* Aim:
Copy out the lines below, substituting "evaluation" for every occurrence of "benchmark" and keeping all other text unchanged.
---
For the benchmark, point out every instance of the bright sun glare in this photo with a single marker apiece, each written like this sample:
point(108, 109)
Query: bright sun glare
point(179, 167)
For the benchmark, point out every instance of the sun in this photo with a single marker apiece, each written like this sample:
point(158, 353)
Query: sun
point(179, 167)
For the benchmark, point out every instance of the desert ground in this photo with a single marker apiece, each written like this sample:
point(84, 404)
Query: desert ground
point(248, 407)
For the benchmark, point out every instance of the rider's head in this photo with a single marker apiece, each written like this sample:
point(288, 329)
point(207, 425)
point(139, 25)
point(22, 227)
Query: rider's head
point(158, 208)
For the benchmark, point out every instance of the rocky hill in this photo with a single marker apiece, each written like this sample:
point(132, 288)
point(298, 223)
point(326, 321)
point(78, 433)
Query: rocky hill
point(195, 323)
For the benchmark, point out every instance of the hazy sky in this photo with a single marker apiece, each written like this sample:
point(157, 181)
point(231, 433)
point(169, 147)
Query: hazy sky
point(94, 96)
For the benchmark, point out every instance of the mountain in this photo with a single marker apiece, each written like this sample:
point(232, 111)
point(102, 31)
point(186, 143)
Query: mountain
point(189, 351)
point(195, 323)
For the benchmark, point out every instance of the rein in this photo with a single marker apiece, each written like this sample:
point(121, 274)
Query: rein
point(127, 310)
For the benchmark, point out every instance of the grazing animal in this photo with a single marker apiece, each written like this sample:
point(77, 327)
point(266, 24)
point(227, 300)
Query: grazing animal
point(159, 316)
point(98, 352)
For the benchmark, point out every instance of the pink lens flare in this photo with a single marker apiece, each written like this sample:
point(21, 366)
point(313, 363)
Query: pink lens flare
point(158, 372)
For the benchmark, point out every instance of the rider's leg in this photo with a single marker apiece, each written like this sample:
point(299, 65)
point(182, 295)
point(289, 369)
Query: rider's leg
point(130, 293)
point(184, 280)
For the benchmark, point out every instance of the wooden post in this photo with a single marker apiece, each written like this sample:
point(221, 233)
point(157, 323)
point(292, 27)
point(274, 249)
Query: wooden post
---
* Response to this exercise:
For the evaluation, point out every instance of the bright sun glare in this photo with a single marker apiece, each written like this sample:
point(108, 109)
Query: bright sun glare
point(179, 167)
For the evaluation, point out every instance of the sun in this photo with a single marker apiece, each written like this sample:
point(158, 353)
Query: sun
point(179, 167)
For the evaluation, point out every instance of the desert ground in this photo with a single marker apiece, each written like this sample:
point(84, 404)
Query: desert ground
point(248, 407)
For the evaluation, point out every instance of the rider's head in this photo with a single marker apiece, each written like this sample:
point(288, 329)
point(207, 425)
point(139, 25)
point(22, 227)
Query: rider's head
point(158, 208)
For the evaluation, point out every instance of the rocky hill in this photo with a single marker apiece, each written like this sample:
point(132, 288)
point(298, 223)
point(326, 321)
point(78, 433)
Query: rocky hill
point(195, 323)
For the evaluation, point out every instance of the hazy sky in this photo with a single marker apiece, each written like this sample:
point(157, 181)
point(231, 433)
point(169, 147)
Query: hazy sky
point(94, 96)
For the evaluation, point out every instance of the mountain in this photo with a single marker apiece, each written like this sample:
point(232, 111)
point(102, 31)
point(186, 143)
Query: mountain
point(189, 351)
point(195, 323)
For the evaluation, point out every instance of the rein in this photo with a single marker apiece, each written like this sample:
point(121, 274)
Query: rein
point(127, 310)
For the evaluation, point out every instance of the grazing animal in this photo with a single marker apiece, each written like this sample:
point(77, 327)
point(266, 24)
point(227, 300)
Query: grazing animal
point(159, 316)
point(98, 352)
For the evaluation, point out every instance of the pink lens flare in this photo with a single marker apiece, each written like this sample:
point(21, 366)
point(313, 363)
Query: pink lens flare
point(158, 372)
For the evaluation, point out every instance of the rider's leg in this photo with a single marker apiece, each written like this sample:
point(299, 65)
point(182, 295)
point(289, 369)
Query: rider's leg
point(130, 293)
point(184, 280)
For the evaluation, point out every instance of the wooden post in this photo with a single marker apiece, each written like this sample:
point(221, 233)
point(157, 323)
point(292, 27)
point(274, 249)
Query: wooden post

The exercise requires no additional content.